What you will do =>
1. Translate this sentence from the Sun-Rype going-private announcement into French: "This range implies a midpoint price of CDN$7.00 per Common Share."
2. Carry the Sun-Rype going-private announcement forward from its final sentence.

Document excerpt =>
* Start *
Sun-Rype Products Ltd. enters into arrangement agreement with Great Pacific Industries Inc. and SRF Acquisition Inc. for a going private transaction
TSX: SRF
KELOWNA, BC, July 25, 2013 /CNW/ - Sun-Rype Products Ltd. (TSX:SRF) ("Sun-Rype" or the "Company") is pleased to announce that, further to its June 28, 2013, press release, it has now entered into a formal arrangement agreement (the "Arrangement Agreement") with Great Pacific Industries Inc. ("Great Pacific") and SRF Acquisition Inc. ("SRF"), a wholly-owned subsidiary of Great Pacific, to privatize Sun-Rype.
Pursuant to the Arrangement Agreement and subject to the satisfaction of various conditions, SRF will acquire by way of a plan of arrangement under the Business Corporations Act (British Columbia) (the "Arrangement") all of the issued and outstanding common shares (the "Common Shares") of Sun-Rype other than those Common Shares held by Great Pacific and its affiliates (collectively, the "SRF Affiliates"). The transaction is valued at approximately CDN$94 million, including the assumption of net debt, liabilities and other obligations and inclusive of the value of approximately 54% of the outstanding Common Shares held by the SRF Affiliates.
Under the terms of the Arrangement Agreement, each Sun-Rype shareholder, other than the SRF Affiliates (the "Public Shareholders"), will receive CDN$7.50 in exchange for each Common Share. The consideration to be received by the Public Shareholders pursuant to the Arrangement represents a greater than 20% premium to the weighted average trading price of the Common Shares for the 20, 30 and 40 trading days, as well as the three month and six month periods, ended prior to the announcement on June 28, 2013, of Great Pacific's proposal to acquire Sun-Rype.
The Board of Directors of Sun-Rype (the "Sun-Rype Board") formed a committee of independent directors (the "Independent Committee") to, among other things, review and evaluate the terms of the proposal from Great Pacific, to obtain and supervise the preparation of a formal valuation of the fair market value of the Common Shares, to make a recommendation to the Sun-Rype Board in respect of the proposal and to negotiate the terms and conditions of the Arrangement Agreement and related matters.
Scotia Capital Inc. ("Scotia Capital") was retained by the Independent Committee to provide, under the supervision of the Independent Committee, an independent formal valuation prepared in accordance with Multilateral Instrument 61-101 - Protection of Minority Securityholders in Special Transactions ("MI 61-101"), and has concluded that, based upon and subject to the assumptions, limitations and qualifications contained in its written valuation, as at July 25, 2013, the fair market value of the Common Shares is in the range of CDN$6.30 to CDN$7.70 per such share. This range implies a midpoint price of CDN$7.00 per Common Share.
* End *
Information supplied =>
* Start *
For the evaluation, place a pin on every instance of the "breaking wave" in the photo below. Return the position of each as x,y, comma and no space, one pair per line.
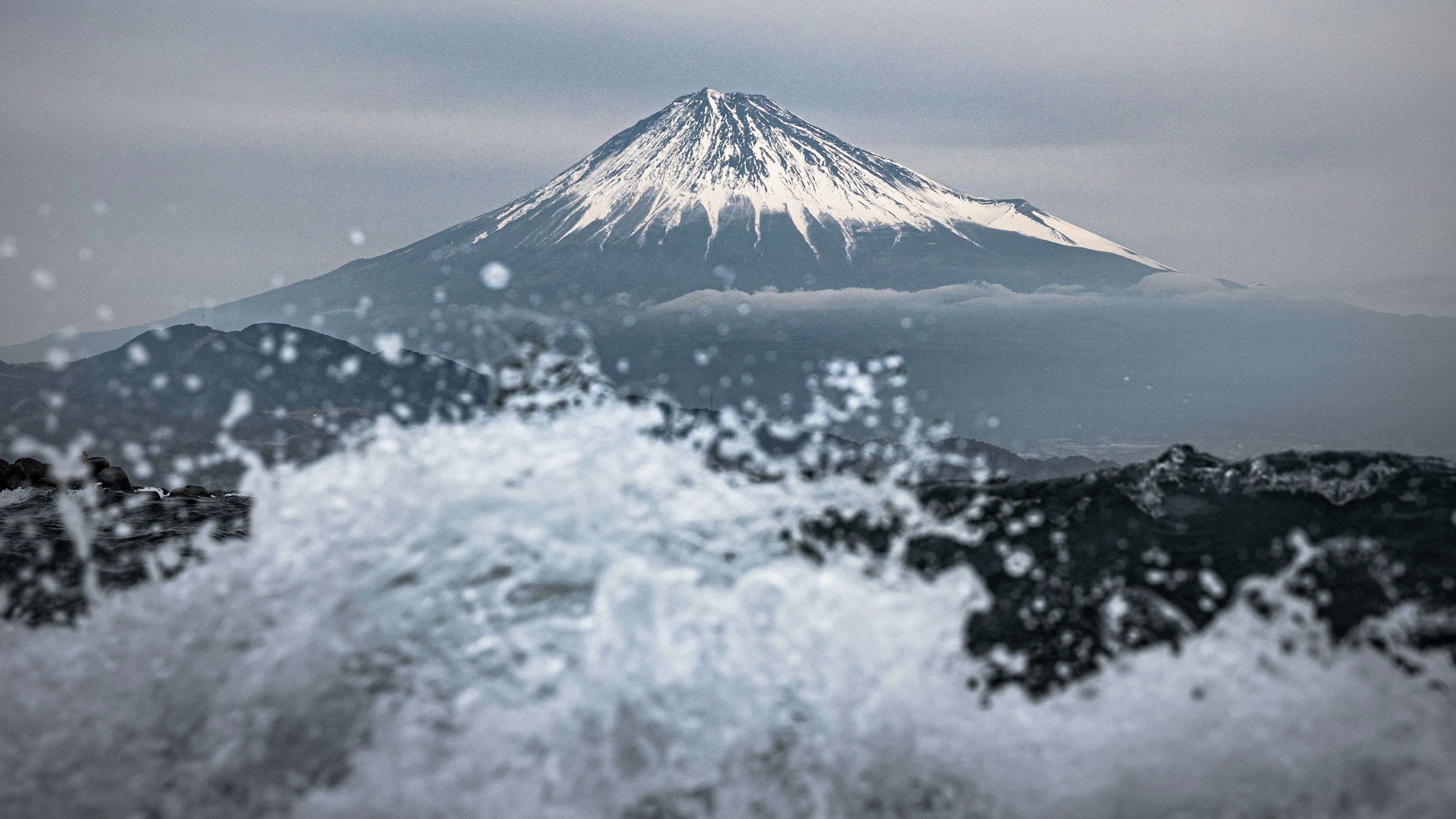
* End *
Task-by-task results =>
1. Cette fourchette implique un prix médian de 7,00 $ CA par action ordinaire.

2.
Scotia Capital has also provided the Independent Committee and the Sun-Rype Board with a fairness opinion that, based upon and subject to the assumptions, limitations and qualifications contained in its written opinion, as at July 25, 2013, the cash consideration to be received by the Public Shareholders pursuant to the Arrangement is fair, from a financial point of view to such Public Shareholders.
The Arrangement was unanimously recommended by the Independent Committee to the Sun-Rype Board. The Sun-Rype Board (with interested directors abstaining), after receiving the unanimous recommendation of the Independent Committee, has unanimously determined that the consideration to be received by the Public Shareholders pursuant to the Arrangement is fair, from a financial point of view, to the Public Shareholders and that the Arrangement is in the best interests of Sun-Rype and has unanimously approved the Arrangement and the Arrangement Agreement and resolved to recommend that Sun-Rype shareholders vote in favour of the Arrangement.
All of the members of the Sun-Rype Board (other than James A. Pattison), a former director and Sun-Rype's executive officers, who collectively own directly or indirectly or exercise control or direction over approximately 4.36% of the outstanding Common Shares, have entered into support agreements with SRF pursuant to which they have agreed to vote their Common Shares in favour of the Arrangement, subject to the provisions thereof.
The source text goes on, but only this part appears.